*PROBLEM*.
Reproduce the listing verbatim.

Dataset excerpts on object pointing
◆ ◆ ◆ ◆ ◆ ◆ ◆
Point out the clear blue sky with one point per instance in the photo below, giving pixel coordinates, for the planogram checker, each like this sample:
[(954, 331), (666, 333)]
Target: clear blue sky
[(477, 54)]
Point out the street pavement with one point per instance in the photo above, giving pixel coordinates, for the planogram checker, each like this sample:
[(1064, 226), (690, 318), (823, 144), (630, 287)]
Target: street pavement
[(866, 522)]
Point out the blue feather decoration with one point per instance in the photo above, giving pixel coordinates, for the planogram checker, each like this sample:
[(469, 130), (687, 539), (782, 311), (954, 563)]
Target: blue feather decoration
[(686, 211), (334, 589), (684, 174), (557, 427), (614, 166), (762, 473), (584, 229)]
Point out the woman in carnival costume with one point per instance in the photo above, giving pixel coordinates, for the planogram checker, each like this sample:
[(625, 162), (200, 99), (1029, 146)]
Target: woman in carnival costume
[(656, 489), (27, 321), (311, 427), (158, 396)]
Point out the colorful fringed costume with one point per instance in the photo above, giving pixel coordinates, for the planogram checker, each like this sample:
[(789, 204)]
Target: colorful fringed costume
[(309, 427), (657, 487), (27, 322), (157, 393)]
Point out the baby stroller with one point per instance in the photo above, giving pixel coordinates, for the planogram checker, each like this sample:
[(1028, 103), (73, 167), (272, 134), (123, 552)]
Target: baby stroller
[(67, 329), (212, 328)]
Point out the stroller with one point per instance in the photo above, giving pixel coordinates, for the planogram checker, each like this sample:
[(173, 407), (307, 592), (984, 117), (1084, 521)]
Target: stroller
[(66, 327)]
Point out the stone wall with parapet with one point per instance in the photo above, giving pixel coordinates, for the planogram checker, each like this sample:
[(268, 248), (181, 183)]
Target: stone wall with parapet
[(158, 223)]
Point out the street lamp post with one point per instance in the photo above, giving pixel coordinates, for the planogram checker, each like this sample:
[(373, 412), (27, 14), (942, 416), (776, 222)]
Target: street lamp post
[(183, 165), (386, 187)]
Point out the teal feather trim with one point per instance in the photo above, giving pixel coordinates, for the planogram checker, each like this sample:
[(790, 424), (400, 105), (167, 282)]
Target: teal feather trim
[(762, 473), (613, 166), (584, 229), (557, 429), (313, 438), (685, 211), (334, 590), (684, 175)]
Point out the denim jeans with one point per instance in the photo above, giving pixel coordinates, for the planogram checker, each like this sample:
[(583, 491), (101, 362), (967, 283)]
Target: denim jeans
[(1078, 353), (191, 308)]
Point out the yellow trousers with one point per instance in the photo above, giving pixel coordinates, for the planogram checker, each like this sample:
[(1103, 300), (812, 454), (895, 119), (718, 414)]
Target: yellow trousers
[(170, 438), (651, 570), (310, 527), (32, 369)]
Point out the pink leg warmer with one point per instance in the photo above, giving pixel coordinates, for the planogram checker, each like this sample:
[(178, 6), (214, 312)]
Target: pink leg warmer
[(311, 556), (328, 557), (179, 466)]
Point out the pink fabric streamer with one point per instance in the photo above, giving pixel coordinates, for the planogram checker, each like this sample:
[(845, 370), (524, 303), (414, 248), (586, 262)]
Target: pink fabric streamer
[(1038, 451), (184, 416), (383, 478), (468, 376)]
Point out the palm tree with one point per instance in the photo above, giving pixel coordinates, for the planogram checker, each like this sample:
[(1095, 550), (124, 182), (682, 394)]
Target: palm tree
◆ ◆ ◆ ◆ ◆ ◆ ◆
*RESULT FOR THIS TASK*.
Point out the clear blue sky with one point per instance in the photo below, giving pixel coordinates, for the planogram checker, each like this sample:
[(954, 331), (666, 333)]
Target: clear blue sky
[(477, 54)]
Point out the street pavement with one point per instance in the photo above, giving pixel coordinates, for the planogram checker, each like this sample:
[(1064, 226), (690, 318), (823, 144), (630, 287)]
Target: street pavement
[(866, 522)]
Point out the blue feather decoration with one point per instance in the photo above, giving pixel coordinates, for the planogram checker, each like this sample:
[(469, 130), (687, 539), (782, 311), (954, 563)]
Target: blue feather decoration
[(686, 211), (334, 589), (684, 174), (557, 427), (614, 166), (762, 473), (584, 229)]
Point out the woman in carnival costume with one point per instance in the photo above, giving pixel coordinates, for the planogram checker, each like this sample:
[(625, 162), (200, 99), (1029, 146)]
Target: woman in carnival costume
[(656, 489), (27, 321), (311, 427), (158, 396)]
Point out the colorful fringed costume with one point per instance in the photo above, giving pixel coordinates, for the planogram checker, each like this sample:
[(789, 204)]
Target: colorful fringed costume
[(309, 427), (657, 487), (27, 322), (157, 393)]
Point out the baby stroller with one point per instance in the photo above, giving pixel coordinates, for the planogram checker, each like this sample:
[(1028, 103), (73, 167), (272, 134), (123, 552)]
Target: baby stroller
[(67, 329), (212, 328)]
Point out the stroller with one point per instance in the photo above, giving pixel coordinates, for the planogram checker, each like this sample:
[(173, 407), (307, 592), (984, 117), (1084, 521)]
Target: stroller
[(66, 327)]
Point out the stone wall with parapet with one point per instance in the photo above, giving pixel coordinates, for the planogram checker, each like this sample:
[(268, 248), (181, 183)]
Target: stone wall with parapet
[(158, 223)]
Point out the street lamp post with one point per instance in the photo above, giving pixel coordinates, for the planogram checker, each like this sample:
[(373, 412), (27, 14), (942, 416), (776, 222)]
Target: street lamp post
[(183, 165), (386, 187)]
Point out the teal feather trim with one point per instance in the photo above, giving pixel coordinates, for the planogram checker, each like this sample:
[(790, 424), (400, 105), (167, 282)]
Target: teal feather trim
[(762, 473), (613, 166), (584, 229), (557, 429), (313, 438), (685, 211), (334, 590), (684, 175)]
Point out the denim jeans with one point per instance in the photo above, giving pixel coordinates, for the planogram checker, each like this sample:
[(583, 491), (101, 362), (967, 283)]
Target: denim jeans
[(1078, 353), (191, 308)]
Point out the yellow trousers with one point per instance in the photo above, giving pixel coordinates, for the planogram checker, each like this sample:
[(1103, 300), (812, 454), (895, 119), (718, 414)]
Target: yellow trousers
[(170, 438), (651, 570), (310, 527), (32, 369)]
Point out the pink leg warmer with one point per instance in the photo above, giving pixel coordinates, for the planogram checker, each like this sample:
[(178, 6), (214, 312)]
Target: pink leg warmer
[(311, 556), (328, 557), (179, 466)]
Point out the pink fabric streamer with one point per instance in the photo above, giving pixel coordinates, for the planogram checker, each like this sample:
[(845, 370), (524, 303), (414, 248), (586, 262)]
Target: pink fabric streamer
[(1038, 451), (184, 416), (383, 478), (468, 376)]
Point out the palm tree with one point per instance in the photo above, giving pixel coordinates, for the planogram checker, each like this sample:
[(1095, 550), (124, 182), (682, 394)]
Target: palm tree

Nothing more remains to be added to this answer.